---------- PASSAGE

The Pledgor hereby authorizes and instructs Elk, without any other or further instruction from the Pledgor, to: (i) comply with any written instruction received by it from the Secured Party that (x) states that an Event of Default has occurred and is continuing and (y) is otherwise in accordance with the terms and provisions of this Agreement; and (ii) directs payment of any dividends or other payments with respect to the Pledged Securities directly to the Secured Party (except to the extent such dividends or payments are permitted to be received by the Pledgor pursuant to the terms hereof).

SECTION 5.  Events of Default.  The following shall be an “Event of Default” under this Agreement:

(a)

An “Event of Default” as defined in the Note;

(b)

Default by the Pledgor in the observance or performance of any covenant or agreement herein; or

(c)

Any representation or warranty made by the Pledgor herein shall prove to have been incorrect in any material respect at the time made.

SECTION 6.  Remedies upon Default.  Upon the occurrence and during the continuance of an Event of Default, in addition to its rights under the Note:

(a)

The Secured Party shall have all of the rights and remedies with respect to the Collateral of a secured party under the UCC and such additional rights and remedies to which a secured party is entitled at law or in equity in any jurisdiction where any rights and remedies hereunder may be asserted, including without limitation the right, to the maximum extent permitted by law, to exercise all voting, consensual and other powers of ownership pertaining to the Collateral as if the Secured Party were the sole and absolute owner thereof (and the Pledgor agrees to take all such action as may be appropriate to give effect to such right).

(b)

--------------------
---------- SUPPLIED RECORDS

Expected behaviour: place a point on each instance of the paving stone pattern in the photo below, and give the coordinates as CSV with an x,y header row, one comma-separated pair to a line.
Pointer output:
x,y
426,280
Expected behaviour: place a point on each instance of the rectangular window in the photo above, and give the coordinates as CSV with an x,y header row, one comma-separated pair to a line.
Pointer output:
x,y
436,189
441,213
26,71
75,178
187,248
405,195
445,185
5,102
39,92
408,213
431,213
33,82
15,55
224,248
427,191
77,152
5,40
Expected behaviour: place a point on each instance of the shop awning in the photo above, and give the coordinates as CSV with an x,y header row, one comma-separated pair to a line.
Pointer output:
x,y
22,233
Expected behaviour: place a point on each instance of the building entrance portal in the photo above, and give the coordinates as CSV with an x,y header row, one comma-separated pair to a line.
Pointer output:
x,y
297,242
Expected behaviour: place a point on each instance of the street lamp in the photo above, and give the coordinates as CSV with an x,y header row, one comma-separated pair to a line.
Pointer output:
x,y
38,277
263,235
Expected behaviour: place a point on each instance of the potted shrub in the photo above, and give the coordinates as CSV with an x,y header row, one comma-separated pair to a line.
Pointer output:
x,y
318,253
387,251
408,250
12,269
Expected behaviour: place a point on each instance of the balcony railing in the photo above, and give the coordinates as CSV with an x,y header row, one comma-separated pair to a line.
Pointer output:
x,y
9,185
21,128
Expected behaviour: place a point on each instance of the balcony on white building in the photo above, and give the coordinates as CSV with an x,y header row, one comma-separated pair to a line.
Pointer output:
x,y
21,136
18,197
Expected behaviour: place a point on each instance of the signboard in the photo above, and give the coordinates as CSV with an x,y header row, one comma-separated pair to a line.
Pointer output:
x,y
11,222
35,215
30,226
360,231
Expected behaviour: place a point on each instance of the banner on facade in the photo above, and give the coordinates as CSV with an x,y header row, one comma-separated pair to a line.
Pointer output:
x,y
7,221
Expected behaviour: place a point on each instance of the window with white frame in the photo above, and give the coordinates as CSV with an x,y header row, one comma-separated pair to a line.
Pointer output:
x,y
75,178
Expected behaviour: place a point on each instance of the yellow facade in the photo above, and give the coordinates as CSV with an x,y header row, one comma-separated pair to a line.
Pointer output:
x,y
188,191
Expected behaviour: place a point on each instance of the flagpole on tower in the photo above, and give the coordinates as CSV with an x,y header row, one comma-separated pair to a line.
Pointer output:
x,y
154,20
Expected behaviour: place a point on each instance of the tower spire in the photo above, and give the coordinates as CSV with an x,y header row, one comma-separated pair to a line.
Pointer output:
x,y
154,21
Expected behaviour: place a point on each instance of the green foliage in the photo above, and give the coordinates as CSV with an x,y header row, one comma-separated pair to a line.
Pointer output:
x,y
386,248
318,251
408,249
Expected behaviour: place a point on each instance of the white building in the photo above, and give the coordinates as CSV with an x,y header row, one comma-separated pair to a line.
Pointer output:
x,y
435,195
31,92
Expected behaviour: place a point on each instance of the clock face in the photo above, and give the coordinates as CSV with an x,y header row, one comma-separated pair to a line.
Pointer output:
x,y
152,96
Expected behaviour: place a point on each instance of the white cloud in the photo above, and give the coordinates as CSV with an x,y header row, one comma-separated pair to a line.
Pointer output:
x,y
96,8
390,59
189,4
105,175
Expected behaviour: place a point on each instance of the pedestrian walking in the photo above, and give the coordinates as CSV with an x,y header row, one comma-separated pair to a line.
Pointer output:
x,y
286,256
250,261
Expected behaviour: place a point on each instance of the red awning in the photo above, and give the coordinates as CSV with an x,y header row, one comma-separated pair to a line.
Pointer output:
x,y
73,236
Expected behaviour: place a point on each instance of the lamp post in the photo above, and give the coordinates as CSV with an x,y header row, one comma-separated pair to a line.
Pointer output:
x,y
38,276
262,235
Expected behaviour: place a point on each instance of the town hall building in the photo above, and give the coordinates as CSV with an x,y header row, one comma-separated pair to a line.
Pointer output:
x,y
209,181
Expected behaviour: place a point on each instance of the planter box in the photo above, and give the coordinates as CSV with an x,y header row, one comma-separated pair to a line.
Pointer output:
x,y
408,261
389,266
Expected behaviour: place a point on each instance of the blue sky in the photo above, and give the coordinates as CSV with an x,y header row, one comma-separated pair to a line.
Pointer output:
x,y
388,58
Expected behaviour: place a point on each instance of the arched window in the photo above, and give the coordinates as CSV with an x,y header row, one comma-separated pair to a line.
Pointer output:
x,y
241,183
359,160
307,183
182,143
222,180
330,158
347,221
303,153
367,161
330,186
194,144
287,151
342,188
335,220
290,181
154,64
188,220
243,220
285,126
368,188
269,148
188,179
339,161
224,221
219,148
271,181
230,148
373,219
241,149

--------------------

■ GIVEN INSTRUCTION 1 ■
Summarize the passage in three sentences.
■ GIVEN INSTRUCTION 2 ■
State how many lines of the records contain the word "below", giving the number alone.

■ CORRECT OUTPUT 1 ■
The Pledgor authorizes and instructs Elk, without further instruction from the Pledgor, to comply with written instructions from the Secured Party that state an Event of Default has occurred and is continuing and that direct payment of dividends or other payments on the Pledged Securities to the Secured Party, except where the Pledgor may receive them under the agreement's terms. An Event of Default is an Event of Default as defined in the Note, a default by the Pledgor on any covenant or agreement in the agreement, or a representation or warranty by the Pledgor that proves materially incorrect when made. During a continuing Event of Default, the Secured Party has all the rights and remedies of a secured party under the UCC and at law or in equity, including exercising all voting and other ownership powers over the Collateral as its sole and absolute owner.

■ CORRECT OUTPUT 2 ■
1